Data listing:
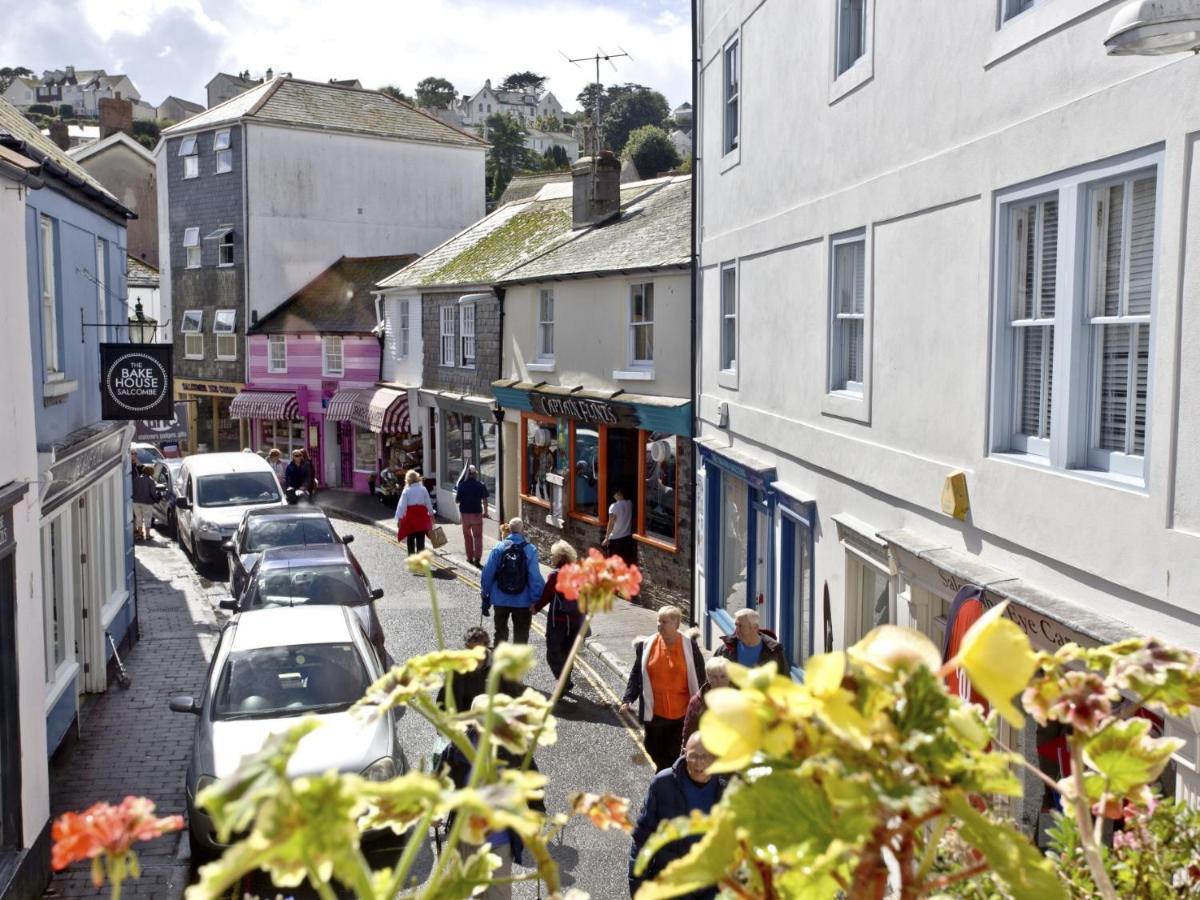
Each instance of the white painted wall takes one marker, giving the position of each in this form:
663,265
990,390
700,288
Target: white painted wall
315,197
915,156
18,463
592,334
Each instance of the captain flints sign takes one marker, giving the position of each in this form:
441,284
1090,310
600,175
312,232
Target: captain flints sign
135,381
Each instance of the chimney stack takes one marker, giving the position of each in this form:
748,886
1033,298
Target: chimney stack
115,114
59,135
595,190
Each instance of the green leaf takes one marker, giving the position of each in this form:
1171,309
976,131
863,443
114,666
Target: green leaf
1026,873
1126,757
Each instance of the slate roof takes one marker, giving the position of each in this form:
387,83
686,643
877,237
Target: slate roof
329,107
139,274
21,135
653,232
522,187
336,301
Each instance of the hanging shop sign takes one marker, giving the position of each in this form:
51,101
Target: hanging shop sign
135,381
163,431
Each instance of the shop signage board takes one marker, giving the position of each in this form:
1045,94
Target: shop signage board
163,431
136,381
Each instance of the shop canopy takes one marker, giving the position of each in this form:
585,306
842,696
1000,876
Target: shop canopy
612,408
378,409
264,405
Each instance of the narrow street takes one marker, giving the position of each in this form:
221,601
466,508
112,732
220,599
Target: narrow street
595,750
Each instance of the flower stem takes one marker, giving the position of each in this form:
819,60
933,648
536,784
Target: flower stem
559,688
1084,820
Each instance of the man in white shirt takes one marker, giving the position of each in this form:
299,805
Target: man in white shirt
619,538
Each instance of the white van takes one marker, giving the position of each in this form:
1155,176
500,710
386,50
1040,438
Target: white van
214,491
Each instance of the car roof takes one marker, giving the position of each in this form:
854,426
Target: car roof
223,463
287,625
288,511
313,553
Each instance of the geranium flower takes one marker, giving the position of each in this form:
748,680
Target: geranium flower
597,581
105,829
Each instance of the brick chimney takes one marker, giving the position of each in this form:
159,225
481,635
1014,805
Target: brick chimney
595,190
115,114
59,135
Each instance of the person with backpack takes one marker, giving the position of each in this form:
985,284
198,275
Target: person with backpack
563,619
513,583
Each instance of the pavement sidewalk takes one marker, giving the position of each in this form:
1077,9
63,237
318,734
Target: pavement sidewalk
611,639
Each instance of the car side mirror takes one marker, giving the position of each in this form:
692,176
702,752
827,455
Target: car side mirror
185,705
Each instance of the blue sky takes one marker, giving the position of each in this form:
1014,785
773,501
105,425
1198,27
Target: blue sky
173,47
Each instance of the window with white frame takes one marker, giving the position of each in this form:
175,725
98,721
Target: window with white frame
732,78
448,316
546,325
331,355
276,353
225,250
223,151
1008,9
191,327
192,247
846,333
102,287
729,318
49,297
191,161
1073,376
641,325
225,323
467,335
851,33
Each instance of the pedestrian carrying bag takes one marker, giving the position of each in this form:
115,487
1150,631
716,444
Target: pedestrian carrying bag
513,574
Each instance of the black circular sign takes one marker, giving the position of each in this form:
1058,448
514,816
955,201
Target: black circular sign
137,382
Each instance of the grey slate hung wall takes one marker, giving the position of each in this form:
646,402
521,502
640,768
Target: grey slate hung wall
207,202
477,381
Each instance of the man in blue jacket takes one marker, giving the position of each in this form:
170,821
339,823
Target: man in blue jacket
513,583
676,792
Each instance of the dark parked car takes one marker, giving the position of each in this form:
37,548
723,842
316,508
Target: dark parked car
270,667
322,575
270,527
165,472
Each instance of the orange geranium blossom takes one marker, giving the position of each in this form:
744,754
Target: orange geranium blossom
107,829
598,581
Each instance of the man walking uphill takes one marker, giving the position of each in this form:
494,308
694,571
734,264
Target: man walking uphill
513,583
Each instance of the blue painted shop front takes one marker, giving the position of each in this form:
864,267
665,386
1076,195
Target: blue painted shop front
757,551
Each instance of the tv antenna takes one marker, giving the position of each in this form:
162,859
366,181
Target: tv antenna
597,58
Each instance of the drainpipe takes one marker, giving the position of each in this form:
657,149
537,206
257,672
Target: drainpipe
696,601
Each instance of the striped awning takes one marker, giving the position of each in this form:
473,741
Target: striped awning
264,405
378,409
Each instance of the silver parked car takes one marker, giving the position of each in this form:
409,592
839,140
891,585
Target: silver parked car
270,667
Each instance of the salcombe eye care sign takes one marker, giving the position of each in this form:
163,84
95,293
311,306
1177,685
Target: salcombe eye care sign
135,381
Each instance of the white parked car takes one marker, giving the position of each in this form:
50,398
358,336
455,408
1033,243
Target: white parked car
214,492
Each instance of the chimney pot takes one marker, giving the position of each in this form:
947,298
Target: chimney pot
595,190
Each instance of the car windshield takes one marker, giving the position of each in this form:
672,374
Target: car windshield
273,682
267,532
238,489
306,585
148,455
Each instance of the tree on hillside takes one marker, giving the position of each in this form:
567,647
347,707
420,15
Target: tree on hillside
651,150
631,107
527,82
508,153
391,90
9,73
435,93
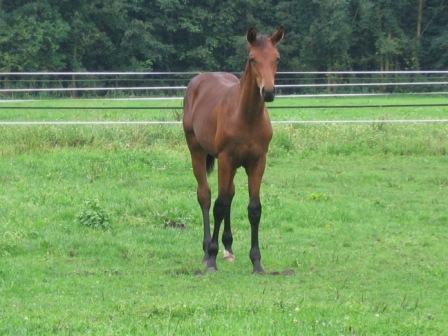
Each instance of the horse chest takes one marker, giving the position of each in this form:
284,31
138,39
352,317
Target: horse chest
246,146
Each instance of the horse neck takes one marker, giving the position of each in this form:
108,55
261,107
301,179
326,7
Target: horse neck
251,102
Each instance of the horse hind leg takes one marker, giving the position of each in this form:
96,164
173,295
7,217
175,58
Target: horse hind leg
221,208
227,237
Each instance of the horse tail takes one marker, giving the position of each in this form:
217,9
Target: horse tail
210,163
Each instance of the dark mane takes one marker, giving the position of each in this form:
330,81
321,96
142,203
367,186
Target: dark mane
261,41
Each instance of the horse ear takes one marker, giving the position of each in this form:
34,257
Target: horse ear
251,35
278,35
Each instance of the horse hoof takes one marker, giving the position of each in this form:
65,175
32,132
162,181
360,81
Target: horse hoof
258,271
228,256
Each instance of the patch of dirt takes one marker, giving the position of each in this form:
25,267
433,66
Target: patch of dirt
172,224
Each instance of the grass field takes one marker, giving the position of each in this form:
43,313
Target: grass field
354,216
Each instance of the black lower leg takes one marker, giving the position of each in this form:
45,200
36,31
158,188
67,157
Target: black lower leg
219,210
254,213
207,236
227,238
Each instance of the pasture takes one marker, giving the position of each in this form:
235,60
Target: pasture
354,222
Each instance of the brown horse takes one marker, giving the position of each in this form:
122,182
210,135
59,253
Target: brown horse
226,118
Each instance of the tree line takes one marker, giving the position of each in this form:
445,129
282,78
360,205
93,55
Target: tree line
170,35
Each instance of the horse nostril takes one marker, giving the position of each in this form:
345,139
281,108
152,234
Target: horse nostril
268,96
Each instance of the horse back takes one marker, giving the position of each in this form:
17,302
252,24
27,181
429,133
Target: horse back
207,94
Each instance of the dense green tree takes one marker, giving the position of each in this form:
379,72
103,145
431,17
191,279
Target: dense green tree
209,35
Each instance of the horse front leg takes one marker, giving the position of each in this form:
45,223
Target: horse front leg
221,208
227,237
255,172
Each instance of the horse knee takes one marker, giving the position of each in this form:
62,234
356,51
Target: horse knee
254,212
222,205
204,197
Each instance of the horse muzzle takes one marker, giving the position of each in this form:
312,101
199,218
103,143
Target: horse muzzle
268,95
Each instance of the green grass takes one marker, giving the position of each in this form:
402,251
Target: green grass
356,213
276,114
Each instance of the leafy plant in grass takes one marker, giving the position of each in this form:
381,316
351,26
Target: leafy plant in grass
93,216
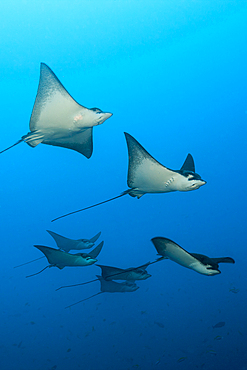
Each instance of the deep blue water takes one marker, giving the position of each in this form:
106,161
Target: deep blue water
174,75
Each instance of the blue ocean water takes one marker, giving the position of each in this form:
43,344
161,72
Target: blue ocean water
174,75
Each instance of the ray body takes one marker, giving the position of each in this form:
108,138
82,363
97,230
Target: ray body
197,262
147,175
67,244
114,273
62,259
58,120
129,274
109,286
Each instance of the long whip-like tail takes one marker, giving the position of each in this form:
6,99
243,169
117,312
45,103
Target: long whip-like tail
94,205
70,286
40,271
18,142
26,263
85,299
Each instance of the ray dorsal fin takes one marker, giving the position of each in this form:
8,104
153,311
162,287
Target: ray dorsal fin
189,164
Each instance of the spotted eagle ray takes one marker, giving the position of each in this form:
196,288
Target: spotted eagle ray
197,262
115,273
67,244
61,259
109,286
146,175
57,119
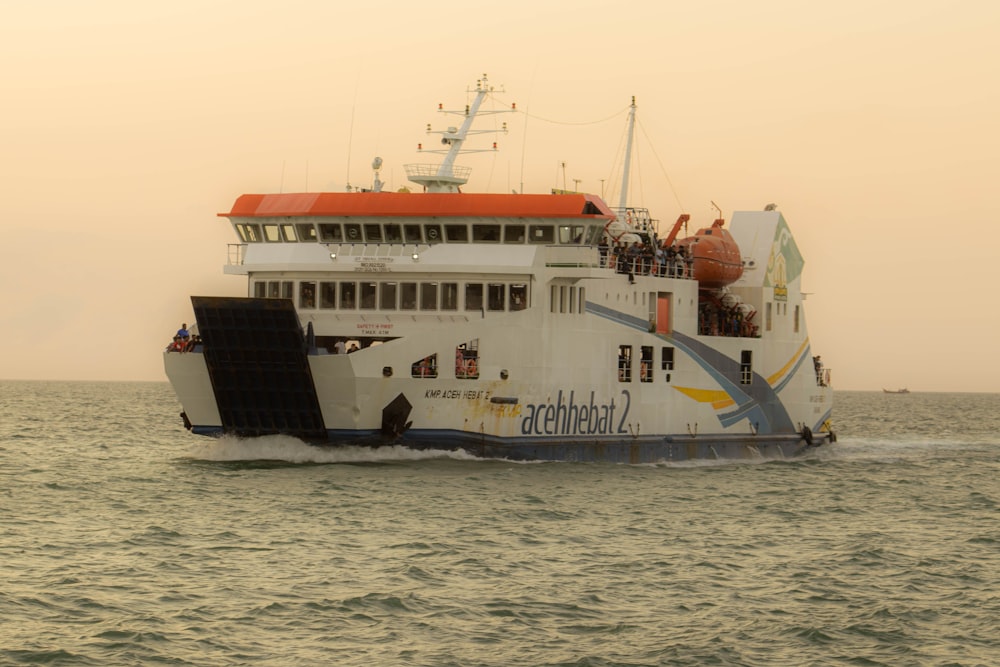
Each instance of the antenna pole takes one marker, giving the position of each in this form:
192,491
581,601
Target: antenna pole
628,155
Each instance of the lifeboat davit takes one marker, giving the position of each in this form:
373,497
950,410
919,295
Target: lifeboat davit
715,256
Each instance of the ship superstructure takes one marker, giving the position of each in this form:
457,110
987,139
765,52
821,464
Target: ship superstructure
526,326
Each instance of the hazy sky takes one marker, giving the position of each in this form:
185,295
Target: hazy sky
873,125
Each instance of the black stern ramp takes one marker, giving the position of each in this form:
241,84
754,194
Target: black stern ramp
256,357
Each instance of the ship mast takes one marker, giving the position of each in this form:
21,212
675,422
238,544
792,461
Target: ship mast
449,177
628,156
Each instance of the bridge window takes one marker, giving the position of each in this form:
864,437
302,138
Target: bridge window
271,234
518,296
473,296
348,296
327,295
428,296
330,233
307,295
306,232
394,233
408,296
280,289
449,296
571,233
366,299
432,233
373,233
541,233
457,233
412,233
496,294
249,233
387,296
513,234
486,233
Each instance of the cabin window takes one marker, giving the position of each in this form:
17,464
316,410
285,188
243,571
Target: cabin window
428,296
387,296
746,367
540,233
352,232
366,296
330,233
518,297
412,233
271,234
373,233
513,234
486,233
666,359
408,296
348,296
624,363
306,232
496,295
456,233
473,296
432,233
467,360
449,296
646,363
394,233
425,368
307,295
327,295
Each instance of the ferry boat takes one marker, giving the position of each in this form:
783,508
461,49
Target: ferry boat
548,327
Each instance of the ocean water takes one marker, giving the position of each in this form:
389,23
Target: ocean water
126,541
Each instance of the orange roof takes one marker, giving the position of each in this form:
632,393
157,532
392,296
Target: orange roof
404,204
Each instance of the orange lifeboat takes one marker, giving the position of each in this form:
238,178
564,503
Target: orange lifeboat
714,256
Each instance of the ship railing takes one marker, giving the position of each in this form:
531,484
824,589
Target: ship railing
644,265
237,254
636,218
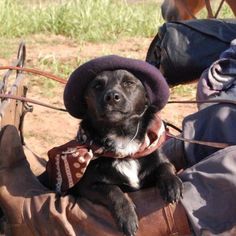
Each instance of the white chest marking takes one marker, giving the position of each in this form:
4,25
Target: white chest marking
123,146
130,169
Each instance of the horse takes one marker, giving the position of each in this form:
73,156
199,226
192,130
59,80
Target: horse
187,9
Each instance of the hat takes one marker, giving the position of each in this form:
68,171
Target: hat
153,81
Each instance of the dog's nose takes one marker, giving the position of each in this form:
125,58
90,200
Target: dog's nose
112,97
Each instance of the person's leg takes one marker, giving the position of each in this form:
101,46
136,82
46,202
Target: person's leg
31,209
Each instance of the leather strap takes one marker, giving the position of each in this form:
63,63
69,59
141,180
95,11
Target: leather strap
36,72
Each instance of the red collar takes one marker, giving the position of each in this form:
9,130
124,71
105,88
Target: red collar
67,163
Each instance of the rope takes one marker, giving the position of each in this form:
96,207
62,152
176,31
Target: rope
36,72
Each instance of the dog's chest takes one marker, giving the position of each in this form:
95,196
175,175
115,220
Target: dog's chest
129,169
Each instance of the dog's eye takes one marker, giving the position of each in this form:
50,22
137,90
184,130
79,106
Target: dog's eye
128,83
98,85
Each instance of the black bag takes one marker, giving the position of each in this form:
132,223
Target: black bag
183,50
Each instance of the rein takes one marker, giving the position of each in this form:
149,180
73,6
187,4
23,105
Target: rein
208,7
63,81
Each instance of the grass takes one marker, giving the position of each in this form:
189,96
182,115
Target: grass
84,20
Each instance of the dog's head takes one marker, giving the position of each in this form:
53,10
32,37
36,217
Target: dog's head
114,97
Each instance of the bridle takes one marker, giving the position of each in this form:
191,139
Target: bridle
63,81
208,7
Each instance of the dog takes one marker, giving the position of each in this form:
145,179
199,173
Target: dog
118,114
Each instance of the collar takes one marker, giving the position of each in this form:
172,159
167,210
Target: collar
67,163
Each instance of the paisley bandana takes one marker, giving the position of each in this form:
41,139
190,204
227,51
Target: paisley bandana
68,163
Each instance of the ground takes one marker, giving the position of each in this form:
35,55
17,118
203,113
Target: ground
45,128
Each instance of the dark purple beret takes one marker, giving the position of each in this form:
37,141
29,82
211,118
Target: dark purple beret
153,81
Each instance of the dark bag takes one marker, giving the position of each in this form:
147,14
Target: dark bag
183,50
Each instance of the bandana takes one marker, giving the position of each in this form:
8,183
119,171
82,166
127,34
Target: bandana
67,163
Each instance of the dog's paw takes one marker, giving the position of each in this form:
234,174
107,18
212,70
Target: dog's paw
171,188
127,220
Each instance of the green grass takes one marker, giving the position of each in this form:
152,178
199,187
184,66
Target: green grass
85,20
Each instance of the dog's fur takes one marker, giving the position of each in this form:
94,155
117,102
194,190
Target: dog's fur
118,114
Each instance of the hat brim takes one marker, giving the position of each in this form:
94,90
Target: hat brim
153,81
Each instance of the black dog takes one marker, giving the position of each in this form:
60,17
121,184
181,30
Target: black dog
117,117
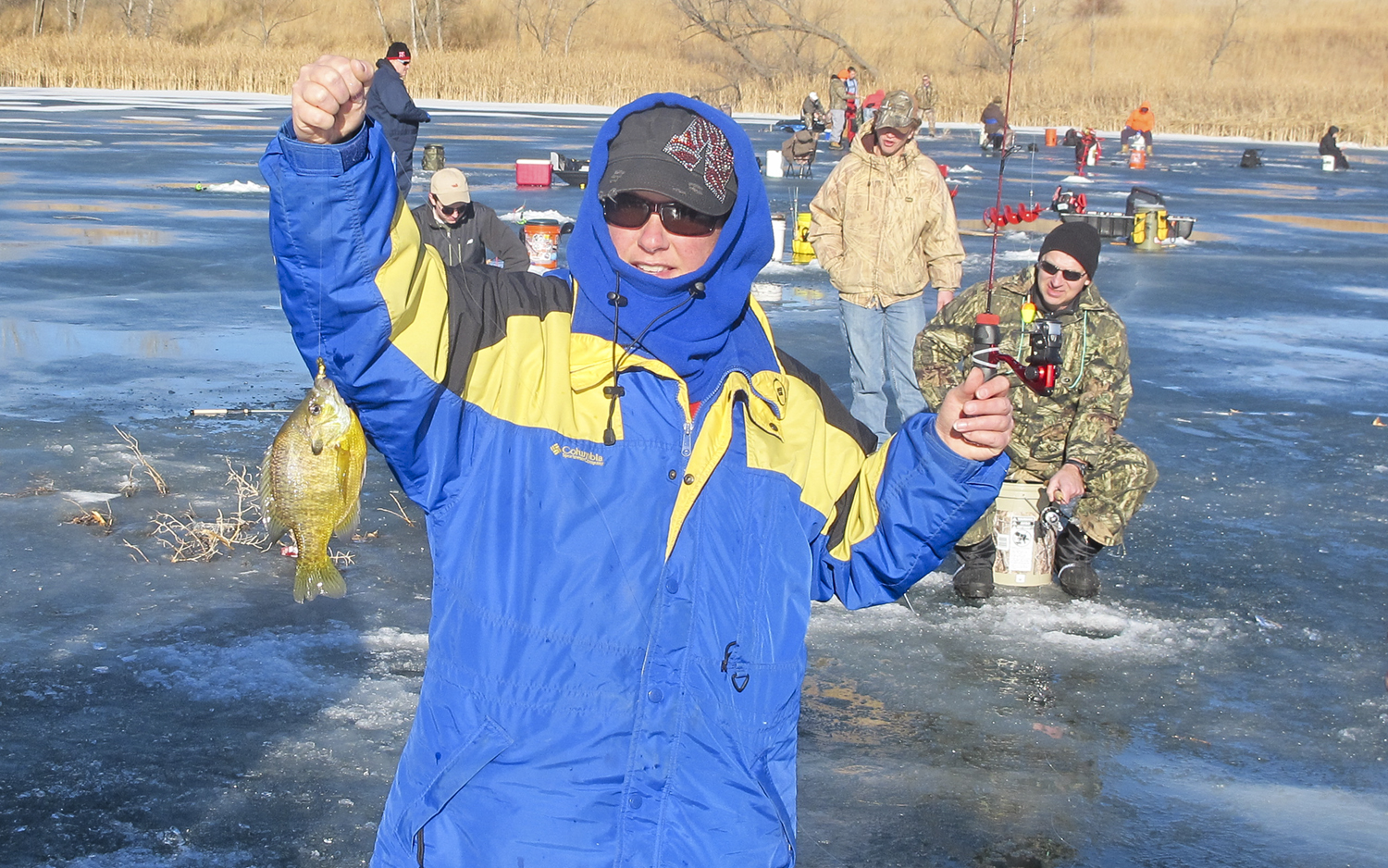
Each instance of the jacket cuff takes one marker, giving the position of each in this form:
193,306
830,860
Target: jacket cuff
308,158
955,465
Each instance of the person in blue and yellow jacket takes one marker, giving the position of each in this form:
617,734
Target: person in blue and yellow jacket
632,495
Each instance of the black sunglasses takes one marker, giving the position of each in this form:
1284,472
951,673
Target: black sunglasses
630,211
1063,272
452,210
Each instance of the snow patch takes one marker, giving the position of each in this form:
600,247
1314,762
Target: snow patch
236,186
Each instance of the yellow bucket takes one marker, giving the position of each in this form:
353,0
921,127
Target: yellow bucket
801,252
1026,545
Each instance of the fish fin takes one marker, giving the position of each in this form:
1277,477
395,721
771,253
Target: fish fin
316,577
275,528
347,479
266,485
349,524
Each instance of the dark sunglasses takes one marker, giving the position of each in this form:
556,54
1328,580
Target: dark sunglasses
632,211
1063,272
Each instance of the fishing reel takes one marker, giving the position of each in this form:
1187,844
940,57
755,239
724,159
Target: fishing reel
1043,339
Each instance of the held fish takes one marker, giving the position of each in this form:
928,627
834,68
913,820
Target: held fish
311,484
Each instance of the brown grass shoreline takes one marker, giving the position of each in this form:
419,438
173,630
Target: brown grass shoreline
1294,69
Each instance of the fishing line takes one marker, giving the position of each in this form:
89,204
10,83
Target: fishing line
1002,161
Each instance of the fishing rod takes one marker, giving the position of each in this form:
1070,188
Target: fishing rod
1040,371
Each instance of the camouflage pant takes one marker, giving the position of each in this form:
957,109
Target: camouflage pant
1113,492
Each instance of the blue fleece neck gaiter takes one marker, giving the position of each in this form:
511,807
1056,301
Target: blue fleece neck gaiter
708,336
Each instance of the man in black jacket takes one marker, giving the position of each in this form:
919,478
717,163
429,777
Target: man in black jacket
396,111
461,228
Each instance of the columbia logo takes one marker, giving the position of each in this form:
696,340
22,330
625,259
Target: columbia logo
574,452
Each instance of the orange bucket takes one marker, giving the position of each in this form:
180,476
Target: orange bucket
541,242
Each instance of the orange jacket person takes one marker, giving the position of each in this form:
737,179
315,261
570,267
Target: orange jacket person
1140,122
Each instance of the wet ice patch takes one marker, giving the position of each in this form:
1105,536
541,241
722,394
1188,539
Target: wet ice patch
522,216
1077,628
1365,291
147,857
266,665
1030,624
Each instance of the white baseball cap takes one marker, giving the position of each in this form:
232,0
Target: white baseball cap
450,188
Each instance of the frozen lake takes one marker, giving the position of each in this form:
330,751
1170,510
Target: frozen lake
1221,703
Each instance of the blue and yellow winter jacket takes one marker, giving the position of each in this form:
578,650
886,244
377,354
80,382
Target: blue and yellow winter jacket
618,634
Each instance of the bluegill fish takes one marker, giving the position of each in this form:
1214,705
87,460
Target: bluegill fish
311,484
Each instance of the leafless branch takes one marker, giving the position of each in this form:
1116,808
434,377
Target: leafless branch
1226,39
149,468
93,517
990,35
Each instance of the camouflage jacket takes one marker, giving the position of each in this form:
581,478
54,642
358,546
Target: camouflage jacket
924,99
885,227
1091,393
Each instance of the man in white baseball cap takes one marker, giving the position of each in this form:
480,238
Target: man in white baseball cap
464,229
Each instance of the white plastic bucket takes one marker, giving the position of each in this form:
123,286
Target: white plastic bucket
775,167
779,236
1026,546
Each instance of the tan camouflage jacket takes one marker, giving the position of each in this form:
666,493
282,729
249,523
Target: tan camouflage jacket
1093,388
926,97
885,227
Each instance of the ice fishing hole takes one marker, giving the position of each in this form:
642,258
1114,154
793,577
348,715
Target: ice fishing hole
1093,632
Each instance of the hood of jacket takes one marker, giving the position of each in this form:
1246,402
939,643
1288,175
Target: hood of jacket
700,336
897,163
383,66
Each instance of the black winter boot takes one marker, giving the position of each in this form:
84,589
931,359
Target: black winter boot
973,579
1073,563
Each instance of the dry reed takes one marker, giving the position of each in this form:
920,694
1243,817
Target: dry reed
193,539
1294,67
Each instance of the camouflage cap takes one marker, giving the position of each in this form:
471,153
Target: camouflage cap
897,111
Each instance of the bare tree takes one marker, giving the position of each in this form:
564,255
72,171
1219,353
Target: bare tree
1226,39
1090,11
771,39
574,21
990,19
380,19
271,14
125,10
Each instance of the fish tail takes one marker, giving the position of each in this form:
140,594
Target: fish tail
316,577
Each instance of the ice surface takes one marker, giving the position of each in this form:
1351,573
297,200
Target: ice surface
1221,703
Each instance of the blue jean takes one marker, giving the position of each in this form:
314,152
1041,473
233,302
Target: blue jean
880,346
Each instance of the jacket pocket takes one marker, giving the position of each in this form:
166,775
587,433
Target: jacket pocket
450,743
774,795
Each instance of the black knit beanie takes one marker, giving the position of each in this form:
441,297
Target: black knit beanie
1080,241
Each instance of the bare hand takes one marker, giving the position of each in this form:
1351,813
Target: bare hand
329,99
976,416
1066,487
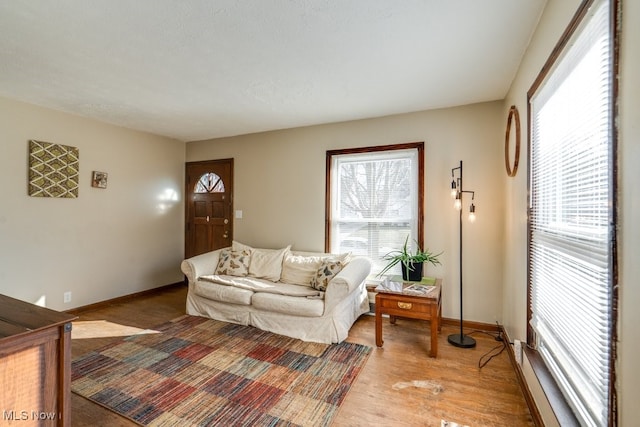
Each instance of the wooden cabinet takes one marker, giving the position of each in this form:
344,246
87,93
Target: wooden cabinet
35,365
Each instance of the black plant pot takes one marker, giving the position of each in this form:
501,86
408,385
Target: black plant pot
413,273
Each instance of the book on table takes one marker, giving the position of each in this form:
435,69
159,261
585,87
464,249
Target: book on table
395,284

§ INSTRUCTIONS FOR THE TASK
Beginning at the line with "Each instance of the bare tree", reproduce each line exactly through the last line of the records above, with pictures left out.

§ OUTPUT FOR THIS EXERCISE
Each instance of the bare tree takes one marker, giving the position of each in this form:
564,255
72,171
1219,353
Target: bare tree
1226,39
1090,11
771,39
574,21
990,19
380,19
271,14
125,10
Each instance of the fish tail takes one marker, giving the position of each in this form:
140,594
Target: fish tail
316,577
Each instance of the ice surface takes one marker, giving the position of each in this form:
1351,573
297,200
Target: ice surface
1221,703
Each instance of the blue jean takes one marker, giving the position of each in this form:
314,152
1041,473
233,302
Target: blue jean
880,346
Each instance of the jacket pocket takes one marker, giving the position of each in this form:
166,775
587,433
Target: jacket pocket
450,743
774,795
Each instance of the black knit beanie takes one marker, giving the position of each in this form:
441,297
Target: black knit beanie
1080,241
Each instance of the bare hand takes one marker, giving the position of each in this form:
1351,813
Target: bare hand
329,99
976,416
1066,487
Each instance of the wooden cabinet takes one marker, giving the position of each in this form:
344,246
87,93
Target: wooden cabinet
35,365
Each instance of the black plant pot takes one marker, giving the position of each in this form:
501,86
408,385
Target: black plant pot
413,273
Each instance of the book on table takes one marker, giving the position of each in this form:
435,69
159,261
585,87
464,249
Target: book on table
395,284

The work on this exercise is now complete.